Copy out the entries from the line containing "Exercise. Mark the plantation" through the end of the entries, request lines included. In that copy, scale every answer coordinate by 1.05 and round to the nearest whole number, with halves rounding up; leave the requests and their sample coordinates unchanged.

* [Supplied data]:
_ _ _

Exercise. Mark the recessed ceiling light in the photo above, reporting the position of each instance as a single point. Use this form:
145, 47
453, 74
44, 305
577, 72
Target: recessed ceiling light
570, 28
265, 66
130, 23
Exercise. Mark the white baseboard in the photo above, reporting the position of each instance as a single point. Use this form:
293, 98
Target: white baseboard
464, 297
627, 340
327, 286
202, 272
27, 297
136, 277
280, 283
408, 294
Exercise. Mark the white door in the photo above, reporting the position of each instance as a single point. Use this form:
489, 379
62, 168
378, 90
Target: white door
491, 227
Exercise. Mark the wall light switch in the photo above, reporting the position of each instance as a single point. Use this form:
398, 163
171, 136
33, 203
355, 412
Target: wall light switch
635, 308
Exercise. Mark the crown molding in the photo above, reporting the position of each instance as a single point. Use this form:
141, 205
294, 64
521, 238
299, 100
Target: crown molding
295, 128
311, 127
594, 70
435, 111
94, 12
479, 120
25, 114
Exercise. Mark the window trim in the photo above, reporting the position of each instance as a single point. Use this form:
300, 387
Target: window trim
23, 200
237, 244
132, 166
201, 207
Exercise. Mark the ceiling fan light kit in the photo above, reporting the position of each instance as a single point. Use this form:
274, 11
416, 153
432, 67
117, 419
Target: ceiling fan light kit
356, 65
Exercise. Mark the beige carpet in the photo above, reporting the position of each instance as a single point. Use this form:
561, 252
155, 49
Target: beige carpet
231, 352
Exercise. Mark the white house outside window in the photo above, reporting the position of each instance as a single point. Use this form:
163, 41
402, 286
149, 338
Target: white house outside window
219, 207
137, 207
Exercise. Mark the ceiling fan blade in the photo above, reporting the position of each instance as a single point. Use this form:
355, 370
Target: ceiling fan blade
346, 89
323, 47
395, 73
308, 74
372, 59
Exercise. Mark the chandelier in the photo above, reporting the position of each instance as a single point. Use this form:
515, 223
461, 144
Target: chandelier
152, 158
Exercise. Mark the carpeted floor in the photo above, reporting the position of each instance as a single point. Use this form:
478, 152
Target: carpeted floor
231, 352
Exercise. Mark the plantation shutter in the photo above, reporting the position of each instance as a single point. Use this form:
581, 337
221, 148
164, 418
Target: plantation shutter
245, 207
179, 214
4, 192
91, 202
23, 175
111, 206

_ _ _

* [Output of the task]:
Exercise. Mark the plantation shutter in the photo above, reporting the position of each instance as a single point. Use this form:
581, 337
221, 148
164, 418
Target: plantation shutter
257, 217
188, 225
4, 202
96, 212
24, 184
117, 216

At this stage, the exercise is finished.